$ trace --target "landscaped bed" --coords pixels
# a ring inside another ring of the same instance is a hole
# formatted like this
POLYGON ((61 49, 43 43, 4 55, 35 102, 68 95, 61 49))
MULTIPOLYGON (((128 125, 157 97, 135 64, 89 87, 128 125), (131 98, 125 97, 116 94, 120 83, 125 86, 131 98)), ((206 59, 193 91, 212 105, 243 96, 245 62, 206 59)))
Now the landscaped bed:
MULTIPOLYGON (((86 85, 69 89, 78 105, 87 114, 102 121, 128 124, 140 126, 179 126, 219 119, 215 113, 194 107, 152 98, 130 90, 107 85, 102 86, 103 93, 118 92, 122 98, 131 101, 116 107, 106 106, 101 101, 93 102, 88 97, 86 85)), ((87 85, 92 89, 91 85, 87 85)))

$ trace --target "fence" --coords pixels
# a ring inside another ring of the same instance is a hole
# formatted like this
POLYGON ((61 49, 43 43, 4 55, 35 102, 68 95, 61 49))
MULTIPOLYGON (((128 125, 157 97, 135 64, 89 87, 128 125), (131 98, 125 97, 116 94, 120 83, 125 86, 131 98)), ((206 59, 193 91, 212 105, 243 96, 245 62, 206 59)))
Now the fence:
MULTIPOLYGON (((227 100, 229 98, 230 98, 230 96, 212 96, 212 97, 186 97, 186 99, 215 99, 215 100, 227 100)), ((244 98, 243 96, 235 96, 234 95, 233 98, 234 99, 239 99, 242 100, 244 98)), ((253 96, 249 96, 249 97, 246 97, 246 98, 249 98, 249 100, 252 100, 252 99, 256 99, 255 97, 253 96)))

----

Lay out every line of the rows above as a JSON list of strings, one string per line, with blank lines left out.

## REPLY
[
  "$ trace --target \"landscaped bed\" --coords pixels",
  "# a ring inside another ring of the same instance is a hole",
  "# formatted like this",
  "POLYGON ((61 49, 43 43, 4 55, 35 102, 68 95, 61 49))",
  "MULTIPOLYGON (((128 125, 157 97, 135 64, 89 87, 128 125), (131 98, 125 97, 116 94, 120 83, 125 86, 131 98)), ((206 59, 193 91, 212 105, 243 96, 245 62, 206 59)))",
  "Now the landscaped bed:",
  "MULTIPOLYGON (((86 85, 69 89, 78 105, 87 114, 102 121, 128 124, 140 126, 179 126, 219 119, 215 113, 194 107, 152 98, 130 90, 107 85, 102 86, 103 93, 118 92, 122 98, 131 101, 116 107, 106 106, 101 101, 93 102, 88 97, 86 85)), ((87 85, 92 89, 91 85, 87 85)))",
  "$ trace --target \"fence\" --coords pixels",
  "# a ring inside another ring of the same instance is a hole",
  "# formatted like this",
  "POLYGON ((61 49, 43 43, 4 55, 35 102, 68 95, 61 49))",
  "MULTIPOLYGON (((128 125, 157 97, 135 64, 89 87, 128 125), (131 98, 125 97, 116 94, 120 83, 125 86, 131 98)), ((206 59, 193 91, 212 105, 243 96, 245 62, 206 59)))",
  "Now the fence:",
  "MULTIPOLYGON (((227 100, 229 98, 230 98, 230 96, 212 96, 212 97, 186 97, 186 99, 215 99, 215 100, 227 100)), ((244 98, 243 96, 235 96, 234 95, 233 98, 234 99, 239 99, 242 100, 244 98)), ((253 96, 249 96, 249 97, 246 97, 246 98, 249 98, 249 100, 252 100, 252 99, 256 99, 255 97, 253 96)))"
]